_Datos_:
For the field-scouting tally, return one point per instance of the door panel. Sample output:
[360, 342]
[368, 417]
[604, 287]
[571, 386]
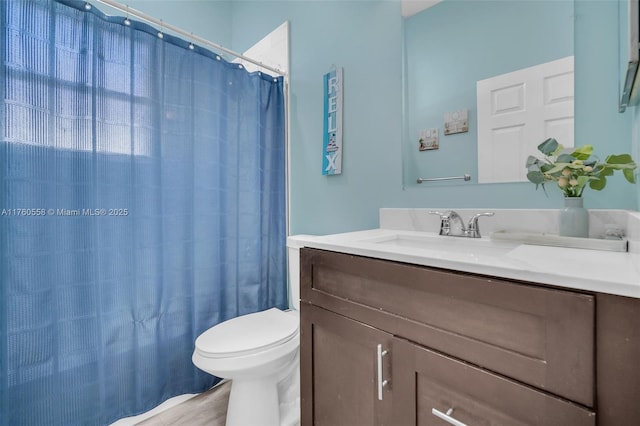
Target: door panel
[425, 381]
[339, 365]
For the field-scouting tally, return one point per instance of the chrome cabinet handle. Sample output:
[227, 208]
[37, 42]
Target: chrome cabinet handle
[447, 417]
[381, 383]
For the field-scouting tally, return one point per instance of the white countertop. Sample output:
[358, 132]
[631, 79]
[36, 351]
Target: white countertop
[591, 270]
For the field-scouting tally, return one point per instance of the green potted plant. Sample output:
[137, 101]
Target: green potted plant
[572, 170]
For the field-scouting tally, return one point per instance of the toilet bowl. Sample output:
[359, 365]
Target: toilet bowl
[256, 352]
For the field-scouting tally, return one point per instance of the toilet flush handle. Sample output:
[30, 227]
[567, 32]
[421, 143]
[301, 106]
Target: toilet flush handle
[381, 383]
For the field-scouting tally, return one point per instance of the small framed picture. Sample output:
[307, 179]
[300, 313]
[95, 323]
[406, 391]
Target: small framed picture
[456, 122]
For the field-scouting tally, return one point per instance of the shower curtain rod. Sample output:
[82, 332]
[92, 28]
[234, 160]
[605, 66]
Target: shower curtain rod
[143, 16]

_Instrucciones de la tarea_:
Transcribe sin cambios el tramo de los registros que va desde la línea que contiene "the toilet flush" hasta el final de los registros, ambos extremos incluidos.

_Solución completa_:
For the field-scouting tally, return one point per instance of the toilet flush handle. Sample output:
[30, 227]
[567, 32]
[421, 143]
[301, 106]
Target: toilet flush handle
[381, 383]
For the field-scouting tally, return one point per instance of the small framed picture. Sample output:
[307, 179]
[300, 313]
[95, 323]
[406, 391]
Target: small framed picture
[456, 122]
For the field-scouting tally, return one point per instance of the shower curtain rod. Sample output:
[82, 332]
[92, 28]
[234, 160]
[605, 66]
Target: shower curtain rod
[143, 16]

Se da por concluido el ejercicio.